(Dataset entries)

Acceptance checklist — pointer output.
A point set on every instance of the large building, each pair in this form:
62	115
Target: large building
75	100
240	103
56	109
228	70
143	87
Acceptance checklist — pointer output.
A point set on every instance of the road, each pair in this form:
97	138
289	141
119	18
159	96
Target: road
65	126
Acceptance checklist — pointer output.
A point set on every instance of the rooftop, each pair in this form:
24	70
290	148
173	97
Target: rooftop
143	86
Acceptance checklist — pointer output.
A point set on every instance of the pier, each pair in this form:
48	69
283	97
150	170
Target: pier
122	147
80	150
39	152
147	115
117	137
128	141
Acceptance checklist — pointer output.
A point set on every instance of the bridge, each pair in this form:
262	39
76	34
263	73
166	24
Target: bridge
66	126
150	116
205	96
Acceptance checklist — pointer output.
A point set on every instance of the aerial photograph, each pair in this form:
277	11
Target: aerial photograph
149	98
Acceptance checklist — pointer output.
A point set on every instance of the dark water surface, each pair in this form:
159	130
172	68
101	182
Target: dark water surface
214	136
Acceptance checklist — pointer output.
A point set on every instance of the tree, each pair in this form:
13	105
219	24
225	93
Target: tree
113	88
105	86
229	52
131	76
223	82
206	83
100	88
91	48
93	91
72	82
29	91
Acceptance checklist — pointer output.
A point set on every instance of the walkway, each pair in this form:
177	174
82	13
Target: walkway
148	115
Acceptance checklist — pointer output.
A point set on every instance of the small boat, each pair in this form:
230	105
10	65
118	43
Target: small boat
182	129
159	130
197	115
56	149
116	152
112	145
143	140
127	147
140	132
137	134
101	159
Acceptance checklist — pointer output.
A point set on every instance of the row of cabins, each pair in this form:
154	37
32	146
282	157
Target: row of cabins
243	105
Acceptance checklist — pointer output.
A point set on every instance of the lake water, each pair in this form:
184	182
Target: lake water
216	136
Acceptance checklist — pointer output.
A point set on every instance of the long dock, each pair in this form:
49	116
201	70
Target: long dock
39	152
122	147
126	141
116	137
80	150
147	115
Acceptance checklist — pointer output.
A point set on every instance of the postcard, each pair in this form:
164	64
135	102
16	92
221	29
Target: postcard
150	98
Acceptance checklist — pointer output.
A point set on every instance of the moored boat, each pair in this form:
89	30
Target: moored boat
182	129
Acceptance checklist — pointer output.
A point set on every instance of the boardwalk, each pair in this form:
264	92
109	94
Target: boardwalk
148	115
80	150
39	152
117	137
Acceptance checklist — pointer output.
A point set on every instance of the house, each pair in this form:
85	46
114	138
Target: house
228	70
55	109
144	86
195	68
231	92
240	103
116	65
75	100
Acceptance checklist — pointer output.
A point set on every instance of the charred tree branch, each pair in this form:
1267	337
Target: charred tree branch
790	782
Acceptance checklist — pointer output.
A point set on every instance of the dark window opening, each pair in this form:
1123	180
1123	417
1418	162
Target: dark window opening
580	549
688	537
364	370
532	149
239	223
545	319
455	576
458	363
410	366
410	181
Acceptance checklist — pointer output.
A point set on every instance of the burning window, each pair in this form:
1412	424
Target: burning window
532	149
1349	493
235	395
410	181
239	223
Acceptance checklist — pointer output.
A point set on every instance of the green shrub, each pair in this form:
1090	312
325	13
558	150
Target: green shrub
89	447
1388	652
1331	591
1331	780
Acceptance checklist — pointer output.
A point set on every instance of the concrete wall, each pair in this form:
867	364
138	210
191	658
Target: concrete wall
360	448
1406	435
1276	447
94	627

*WORK TO BE COMPLETED*
Your task is to repeat every line exactly.

*RESULT*
Acceptance checklist — pointer output.
A point set on every instance of the large building, each pair in this form:
62	115
Target: large building
75	100
240	103
56	109
228	70
143	87
Acceptance checklist — pointer output.
A point set on every instance of the road, each pair in this form:
97	138
289	141
119	18
159	96
Target: road
65	126
Acceptance checklist — pointer output.
A point set on every instance of the rooftop, each pair in this form:
24	70
290	148
173	97
Target: rooftop
143	86
Acceptance checklist — pointer output.
A point set on every instance of the pier, each pair in this form:
48	69
283	97
150	170
Target: pier
122	147
80	150
39	152
147	115
117	137
128	141
Acceptance checklist — pointer output.
A point set on every instance of the bridge, each pair in this form:
262	39
76	34
263	73
166	24
Target: bridge
66	126
150	116
205	96
Acceptance checklist — pointer output.
A point set on every instance of the aerial photograph, each pair in this form:
277	11
Target: aerial photograph
149	98
Acceptance checklist — pointer output.
A point set on every instance of the dark water surface, each pair in this form:
159	130
172	68
101	182
Target: dark water surface
214	136
Acceptance checklist — pointer output.
A point set on every instance of the tree, each pair in this form:
13	105
219	24
225	93
Target: tree
113	88
105	86
229	52
131	76
223	82
206	83
100	88
91	48
93	91
72	82
29	91
Acceptance checklist — pointer output.
A point set on every instance of the walkway, each pair in this form:
177	174
82	13
Target: walkway
148	115
Acceptance checklist — pointer output.
A point set on every instance of the small boat, each pair in this form:
230	105
10	65
118	43
Target: small boat
182	129
159	130
197	115
56	149
116	152
112	145
143	140
127	147
140	132
137	134
101	159
Acceptance checklist — pointer output.
A point set on every instance of the row of cabins, each pair in this form:
154	37
32	146
282	157
Target: row of cabins
243	105
Acceptance checklist — pointer output.
A point set on every instance of the lake water, each pair in this form:
184	182
Target: lake water
216	136
Acceptance checklist — pointer output.
A point set on every instance of the long dock, each pair in this form:
49	116
201	70
Target: long dock
39	152
122	147
126	141
116	137
80	150
147	115
Acceptance checklist — pointer output.
A point set on every instance of the postcard, each pair in this form:
164	64
135	102
16	92
221	29
Target: postcard
150	98
Acceptance checklist — pointer output.
A point set on every instance of the moored boat, each pair in this form:
89	30
Target: moored boat
182	129
Acceptance checklist — pointer output.
A point set on every instance of the boardwalk, each pair in this form:
264	92
109	94
Target: boardwalk
148	115
80	150
39	152
117	137
Acceptance checklist — pointer output.
A point set on every instance of the house, each pair in this form:
85	46
114	138
Target: house
228	70
55	109
144	86
195	68
231	92
240	103
116	65
75	100
Acceptance checklist — pointer output.
A point set on every instance of the charred tree branch, each pair in this form:
1267	337
Target: charred tree branch
790	782
Acceptance checklist — pointer output.
A point set on every instance of the dark window opening, each pair in this form:
1123	180
1123	417
1418	162
Target: dark window opening
580	549
688	537
364	370
532	149
239	223
545	319
455	576
458	363
410	366
410	181
Acceptance checklist — pointer output.
A point set on every instance of the burning window, each pair in this form:
1412	424
Target: burning window
532	149
1349	493
235	395
410	181
239	223
Acceptance checklist — pointer output.
A point set on every instance of the green shrub, each pair in this form:
1090	312
325	13
558	150
Target: green shrub
89	447
1388	652
1331	591
1331	780
Acceptance checklist — pointer output.
A point set on every instance of the concrete wall, each pair in this form:
867	364
138	210
191	658
Target: concrete wall
360	448
1406	435
1276	447
94	627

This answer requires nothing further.